[Consigne] Mettez à jour l’extrait sur le boycott d’Israël : recopiez-le à partir des mots « La résistance à l’apartheid israélien, stratégies » jusqu’aux mots « la communauté internationale. » inclus, en remplaçant « institutions » par « établissements ».

La résistance à l’apartheid israélien, stratégies et principes : À propos de la distinction entre institutions et individus

Par

Londres, Conférence internationale sur la Palestine, SOAS le 5 décembre 2004 : "La résistance à l’apartheid israélien : stratégies et principes" - Intervention de Mona Baker, Royaume-Uni

L’un des objectifs de toute forme de boycott, tel que je le comprends, est de miner les institutions qui permettent à un Etat voyou de fonctionner et de prétendre à une place de partenaire agréé dans la communauté internationale.
Les institutions universitaires et scientifiques israéliennes sont une source capitale de prestige, de légitimité et de rentrées financières pour Israël. Israël publie plus d’articles scientifiques per capita qu’aucun autre pays au monde.

Il faut partir de la réalité cruelle, décrite par Tanya Reinhart (“Why the World Should Boycott Israëli Academic Institutions http://monabaker.com/pMachine/more.php?id=96_0_1_12_M5) :

“Traditionnellement, l’esprit universitaire veut que la responsabilité intellectuelle inclue la défense de principes moraux. Si l’on trouvait quelque chose de ce genre dans l’Université israélienne, cela permettrait de la racheter quelque peu. Mais on ne trouvera rien. Pas une seule fois, le Conseil scientifique d’une université israélienne n’a voté une résolution protestant contre la fermeture fréquente des universités palestiniennes, on n’y a pas entendu de voix isolée protester sur la dévastation en cours durant la dernière Intifada.
Ce n’est pas qu’une motion dans ce sens ait échoué à obtenir un vote majoritaire, c’est qu’il n’y en a jamais eu, dans tout le système universitaire israélien.
Même la clôture de l’université d’Al Quds à Jérusalem en juillet dernier a laissé de marbre l’Université israélienne. Lorsque dans des situations extrêmes de violation des droits humains et des principes moraux, l’Université refuse d’exercer la critique et de prendre parti, elle collabore avec le système d’oppression".


Il y a une autre justification pour le boycott qui ne relève pas de la conduite des universitaires israéliens, individuellement ou collectivement.

[Extraits du corpus]
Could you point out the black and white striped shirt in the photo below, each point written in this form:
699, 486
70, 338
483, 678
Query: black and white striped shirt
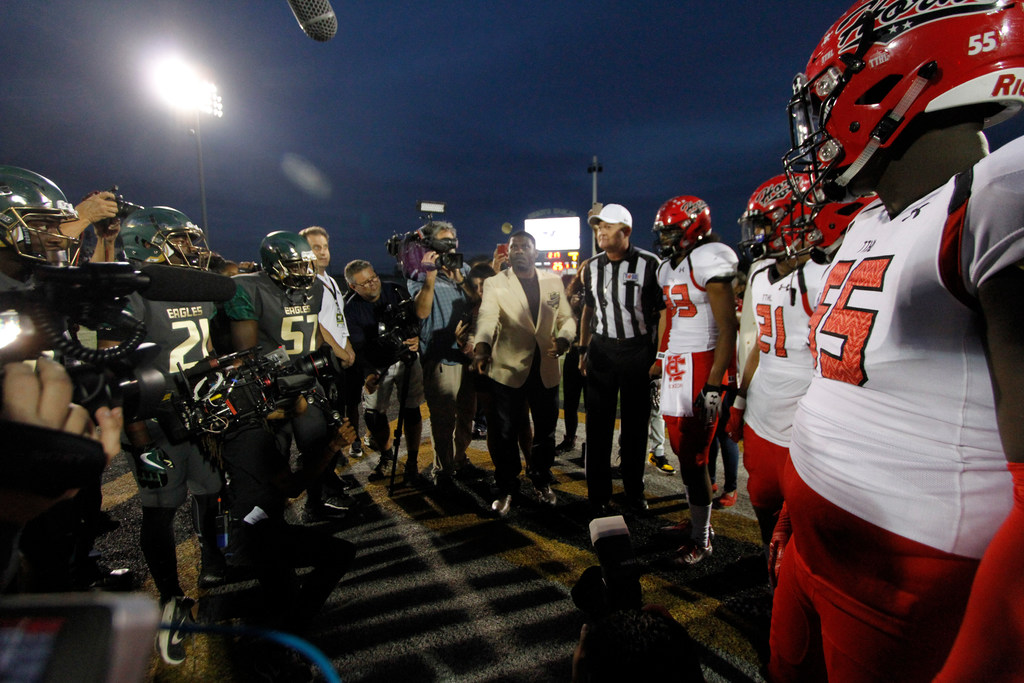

[Réponse rédigée]
La résistance à l’apartheid israélien, stratégies et principes : À propos de la distinction entre établissements et individus

Par

Londres, Conférence internationale sur la Palestine, SOAS le 5 décembre 2004 : "La résistance à l’apartheid israélien : stratégies et principes" - Intervention de Mona Baker, Royaume-Uni

L’un des objectifs de toute forme de boycott, tel que je le comprends, est de miner les établissements qui permettent à un Etat voyou de fonctionner et de prétendre à une place de partenaire agréé dans la communauté internationale.